> **Record extracts**
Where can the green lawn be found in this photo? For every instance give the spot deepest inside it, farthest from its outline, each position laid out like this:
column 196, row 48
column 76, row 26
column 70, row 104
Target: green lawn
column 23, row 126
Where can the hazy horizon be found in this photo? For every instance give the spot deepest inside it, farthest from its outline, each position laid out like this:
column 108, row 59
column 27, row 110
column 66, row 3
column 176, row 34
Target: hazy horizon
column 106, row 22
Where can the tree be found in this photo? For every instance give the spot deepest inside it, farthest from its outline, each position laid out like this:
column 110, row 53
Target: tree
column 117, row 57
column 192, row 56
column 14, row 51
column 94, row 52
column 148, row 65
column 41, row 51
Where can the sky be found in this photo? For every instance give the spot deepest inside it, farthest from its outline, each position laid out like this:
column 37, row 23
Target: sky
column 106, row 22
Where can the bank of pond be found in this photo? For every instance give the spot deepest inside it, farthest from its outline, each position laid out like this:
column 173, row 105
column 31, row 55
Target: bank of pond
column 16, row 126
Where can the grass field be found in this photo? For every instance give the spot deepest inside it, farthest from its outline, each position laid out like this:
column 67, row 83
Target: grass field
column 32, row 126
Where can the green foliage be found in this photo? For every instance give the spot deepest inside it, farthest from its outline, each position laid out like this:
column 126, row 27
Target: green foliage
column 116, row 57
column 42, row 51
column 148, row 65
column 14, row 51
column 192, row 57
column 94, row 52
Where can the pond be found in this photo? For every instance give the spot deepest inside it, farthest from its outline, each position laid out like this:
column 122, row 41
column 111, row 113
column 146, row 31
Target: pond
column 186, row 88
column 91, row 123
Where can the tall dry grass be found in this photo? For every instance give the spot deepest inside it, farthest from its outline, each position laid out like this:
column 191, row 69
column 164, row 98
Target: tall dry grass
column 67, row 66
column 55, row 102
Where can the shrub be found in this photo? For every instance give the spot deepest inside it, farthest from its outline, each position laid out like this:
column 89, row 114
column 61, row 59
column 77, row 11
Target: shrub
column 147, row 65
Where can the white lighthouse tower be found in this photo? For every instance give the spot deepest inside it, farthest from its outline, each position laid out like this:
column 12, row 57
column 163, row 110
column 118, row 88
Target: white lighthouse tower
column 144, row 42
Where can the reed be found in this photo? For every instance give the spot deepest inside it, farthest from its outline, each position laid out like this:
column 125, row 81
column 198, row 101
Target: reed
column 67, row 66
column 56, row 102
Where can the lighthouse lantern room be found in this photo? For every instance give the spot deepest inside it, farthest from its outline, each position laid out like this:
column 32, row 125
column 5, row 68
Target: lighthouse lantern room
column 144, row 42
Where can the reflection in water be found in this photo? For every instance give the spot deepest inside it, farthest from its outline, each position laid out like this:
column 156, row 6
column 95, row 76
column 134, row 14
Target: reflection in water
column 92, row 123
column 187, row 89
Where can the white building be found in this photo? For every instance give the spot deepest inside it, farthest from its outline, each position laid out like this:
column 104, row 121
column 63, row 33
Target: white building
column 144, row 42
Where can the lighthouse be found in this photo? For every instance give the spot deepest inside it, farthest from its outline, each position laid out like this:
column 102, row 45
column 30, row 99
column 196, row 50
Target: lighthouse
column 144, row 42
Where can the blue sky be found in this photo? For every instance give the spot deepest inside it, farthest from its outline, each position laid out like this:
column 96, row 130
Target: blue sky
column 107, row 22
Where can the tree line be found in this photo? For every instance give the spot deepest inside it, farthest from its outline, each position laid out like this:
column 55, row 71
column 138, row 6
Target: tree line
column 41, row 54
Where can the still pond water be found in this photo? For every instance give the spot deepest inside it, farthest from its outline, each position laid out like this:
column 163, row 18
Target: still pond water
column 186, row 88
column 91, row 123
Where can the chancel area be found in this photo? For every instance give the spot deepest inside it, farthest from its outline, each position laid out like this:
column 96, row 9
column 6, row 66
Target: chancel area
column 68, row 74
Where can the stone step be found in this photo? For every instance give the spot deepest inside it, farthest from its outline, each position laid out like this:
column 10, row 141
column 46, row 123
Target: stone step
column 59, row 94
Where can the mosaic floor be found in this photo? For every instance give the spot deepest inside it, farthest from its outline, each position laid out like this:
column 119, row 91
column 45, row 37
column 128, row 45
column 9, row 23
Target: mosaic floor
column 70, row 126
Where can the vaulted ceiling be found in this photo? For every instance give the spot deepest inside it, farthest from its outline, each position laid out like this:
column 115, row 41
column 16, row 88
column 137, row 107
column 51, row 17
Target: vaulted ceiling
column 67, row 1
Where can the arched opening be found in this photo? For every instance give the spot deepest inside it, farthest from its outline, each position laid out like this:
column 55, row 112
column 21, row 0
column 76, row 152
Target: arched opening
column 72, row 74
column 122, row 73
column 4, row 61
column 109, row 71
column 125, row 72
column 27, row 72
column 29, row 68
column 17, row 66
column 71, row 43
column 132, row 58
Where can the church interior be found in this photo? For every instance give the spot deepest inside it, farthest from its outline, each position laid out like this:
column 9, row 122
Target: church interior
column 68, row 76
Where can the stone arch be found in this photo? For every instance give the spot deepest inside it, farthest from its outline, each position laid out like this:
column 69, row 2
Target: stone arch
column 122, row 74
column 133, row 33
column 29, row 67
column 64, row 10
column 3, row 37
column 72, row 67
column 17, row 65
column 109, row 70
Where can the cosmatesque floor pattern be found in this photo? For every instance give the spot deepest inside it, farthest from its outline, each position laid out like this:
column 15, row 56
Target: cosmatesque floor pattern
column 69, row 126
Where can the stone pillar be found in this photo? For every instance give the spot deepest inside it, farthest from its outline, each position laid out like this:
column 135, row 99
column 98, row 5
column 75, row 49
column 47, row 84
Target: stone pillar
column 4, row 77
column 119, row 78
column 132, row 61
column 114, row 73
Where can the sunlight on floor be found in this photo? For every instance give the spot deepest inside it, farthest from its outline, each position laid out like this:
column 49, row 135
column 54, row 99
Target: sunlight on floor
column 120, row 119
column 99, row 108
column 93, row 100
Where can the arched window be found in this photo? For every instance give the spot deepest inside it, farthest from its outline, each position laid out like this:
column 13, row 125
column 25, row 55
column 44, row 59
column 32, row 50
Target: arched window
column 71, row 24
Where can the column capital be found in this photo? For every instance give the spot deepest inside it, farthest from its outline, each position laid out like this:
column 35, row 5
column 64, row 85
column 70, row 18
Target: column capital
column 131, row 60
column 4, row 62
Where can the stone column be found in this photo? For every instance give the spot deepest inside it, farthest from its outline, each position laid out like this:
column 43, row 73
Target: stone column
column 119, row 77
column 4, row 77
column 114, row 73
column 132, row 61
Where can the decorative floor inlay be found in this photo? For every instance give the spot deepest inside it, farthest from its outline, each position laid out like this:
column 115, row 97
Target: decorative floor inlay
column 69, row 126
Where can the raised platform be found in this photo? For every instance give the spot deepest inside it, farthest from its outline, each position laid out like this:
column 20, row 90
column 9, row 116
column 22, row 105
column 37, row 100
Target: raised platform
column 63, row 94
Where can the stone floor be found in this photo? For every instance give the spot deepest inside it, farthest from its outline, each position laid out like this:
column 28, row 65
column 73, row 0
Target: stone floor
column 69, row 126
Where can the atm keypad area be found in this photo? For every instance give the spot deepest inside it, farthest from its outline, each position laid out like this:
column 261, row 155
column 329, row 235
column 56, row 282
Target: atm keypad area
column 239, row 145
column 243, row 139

> **Task to complete**
Reproduce, line for line and unchanged, the stretch of the records above from the line containing "Where can the arched window" through the line containing "column 4, row 62".

> **Correct output**
Where can the arched window be found in this photo? For every instance give the spot deepest inside it, farthest from its outline, each position laid out like this:
column 13, row 125
column 25, row 55
column 44, row 59
column 32, row 50
Target: arched window
column 71, row 24
Where can the column capital be found in this photo? For every instance give the spot deepest inside it, farthest from its outline, each position laid out like this:
column 35, row 5
column 64, row 85
column 70, row 18
Target: column capital
column 131, row 60
column 4, row 62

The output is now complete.